_AIM_
Reproduce every one of the records below line by line, without changing a single character.

..............................

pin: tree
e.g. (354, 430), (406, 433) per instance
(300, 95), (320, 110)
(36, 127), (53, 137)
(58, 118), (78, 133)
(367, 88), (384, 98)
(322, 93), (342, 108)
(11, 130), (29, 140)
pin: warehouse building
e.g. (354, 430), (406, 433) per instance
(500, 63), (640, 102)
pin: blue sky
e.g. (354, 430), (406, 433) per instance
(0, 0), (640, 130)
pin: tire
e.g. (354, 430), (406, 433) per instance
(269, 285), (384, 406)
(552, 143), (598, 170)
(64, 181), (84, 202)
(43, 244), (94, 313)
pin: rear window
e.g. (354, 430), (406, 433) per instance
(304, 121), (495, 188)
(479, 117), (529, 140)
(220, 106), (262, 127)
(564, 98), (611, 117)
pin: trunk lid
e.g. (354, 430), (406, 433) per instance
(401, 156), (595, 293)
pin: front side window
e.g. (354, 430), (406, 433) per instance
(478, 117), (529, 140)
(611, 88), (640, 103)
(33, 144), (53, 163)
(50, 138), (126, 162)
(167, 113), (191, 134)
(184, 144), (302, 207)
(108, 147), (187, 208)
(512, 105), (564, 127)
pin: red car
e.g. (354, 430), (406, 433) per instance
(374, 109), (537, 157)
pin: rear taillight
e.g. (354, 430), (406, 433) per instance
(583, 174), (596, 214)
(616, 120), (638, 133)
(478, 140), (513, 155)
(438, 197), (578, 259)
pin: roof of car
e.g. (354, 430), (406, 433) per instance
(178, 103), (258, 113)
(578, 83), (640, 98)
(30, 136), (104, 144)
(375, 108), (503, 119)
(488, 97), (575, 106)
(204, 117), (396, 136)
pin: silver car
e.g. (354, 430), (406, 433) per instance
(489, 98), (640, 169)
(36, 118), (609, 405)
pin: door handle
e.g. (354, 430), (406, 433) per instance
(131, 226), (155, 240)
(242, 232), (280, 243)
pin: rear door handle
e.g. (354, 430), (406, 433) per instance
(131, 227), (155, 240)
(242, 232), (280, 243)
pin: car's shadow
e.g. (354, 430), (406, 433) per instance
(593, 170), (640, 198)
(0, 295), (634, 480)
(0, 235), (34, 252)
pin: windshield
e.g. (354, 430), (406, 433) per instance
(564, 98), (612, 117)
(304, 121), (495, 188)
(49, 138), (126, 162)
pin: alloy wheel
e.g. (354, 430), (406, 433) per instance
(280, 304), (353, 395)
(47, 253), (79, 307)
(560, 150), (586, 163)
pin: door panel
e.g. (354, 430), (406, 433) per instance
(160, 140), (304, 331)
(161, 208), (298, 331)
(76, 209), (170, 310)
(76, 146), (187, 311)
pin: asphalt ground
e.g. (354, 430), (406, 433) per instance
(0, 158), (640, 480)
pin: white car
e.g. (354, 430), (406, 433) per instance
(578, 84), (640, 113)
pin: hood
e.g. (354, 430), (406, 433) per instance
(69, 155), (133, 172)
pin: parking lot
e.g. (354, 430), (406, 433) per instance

..............................

_COMPLETED EXERCISE_
pin: tree
e.g. (354, 430), (406, 433) per instance
(300, 95), (320, 110)
(36, 127), (53, 137)
(58, 118), (78, 133)
(367, 88), (384, 98)
(322, 93), (342, 108)
(11, 130), (29, 140)
pin: warehouse building
e.g. (354, 430), (406, 433) per instance
(500, 63), (640, 102)
pin: blue sky
e.g. (354, 430), (406, 433) per instance
(0, 0), (640, 130)
pin: tire
e.g. (354, 430), (406, 433) per instance
(269, 285), (384, 406)
(552, 143), (598, 170)
(64, 181), (84, 202)
(43, 244), (94, 313)
pin: rear window
e.g. (354, 430), (406, 433) per instance
(304, 121), (495, 188)
(479, 117), (529, 140)
(220, 106), (262, 127)
(564, 98), (611, 117)
pin: trunk lid
e.g. (354, 430), (406, 433) per instance
(401, 156), (595, 293)
pin: front side window
e.g. (354, 430), (406, 433) per instance
(478, 117), (529, 140)
(611, 88), (640, 103)
(33, 144), (53, 163)
(50, 138), (126, 162)
(167, 113), (191, 134)
(184, 144), (302, 207)
(108, 147), (187, 208)
(512, 105), (564, 127)
pin: red car
e.g. (354, 430), (406, 433) per instance
(374, 109), (537, 157)
pin: rear taillight
e.g. (354, 430), (406, 433) per instance
(583, 174), (596, 214)
(616, 120), (638, 133)
(478, 140), (513, 155)
(438, 197), (578, 259)
pin: roof of car
e.g. (354, 430), (406, 433) per instance
(178, 103), (258, 113)
(578, 83), (640, 98)
(30, 136), (104, 144)
(375, 108), (503, 119)
(488, 97), (575, 106)
(204, 117), (396, 136)
pin: silver car
e.g. (354, 430), (406, 433) per instance
(489, 98), (640, 169)
(36, 118), (609, 405)
pin: door handle
e.g. (354, 430), (406, 433) per instance
(131, 226), (155, 240)
(242, 232), (280, 243)
pin: rear door handle
e.g. (354, 430), (406, 433) per instance
(131, 227), (155, 240)
(242, 232), (280, 243)
pin: car's shadow
e.g. (354, 430), (406, 433) per instance
(593, 170), (640, 198)
(0, 295), (634, 480)
(0, 235), (34, 252)
pin: windshield
e.g. (354, 430), (406, 433) per instance
(564, 98), (612, 117)
(304, 121), (495, 188)
(49, 138), (126, 162)
pin: alloy wheel
e.g. (354, 430), (406, 433) per instance
(280, 304), (353, 395)
(47, 253), (79, 307)
(560, 150), (586, 163)
pin: door panel
e.g. (354, 430), (406, 433) per instance
(160, 140), (304, 331)
(161, 208), (298, 331)
(76, 209), (170, 310)
(76, 146), (187, 311)
pin: asphalt ground
e.g. (354, 430), (406, 433) per instance
(0, 158), (640, 480)
pin: white car
e.g. (354, 430), (406, 433) per instance
(578, 84), (640, 113)
pin: hood
e.g. (354, 430), (406, 433) per instance
(69, 155), (133, 172)
pin: parking lot
e.g. (354, 430), (406, 433) per instance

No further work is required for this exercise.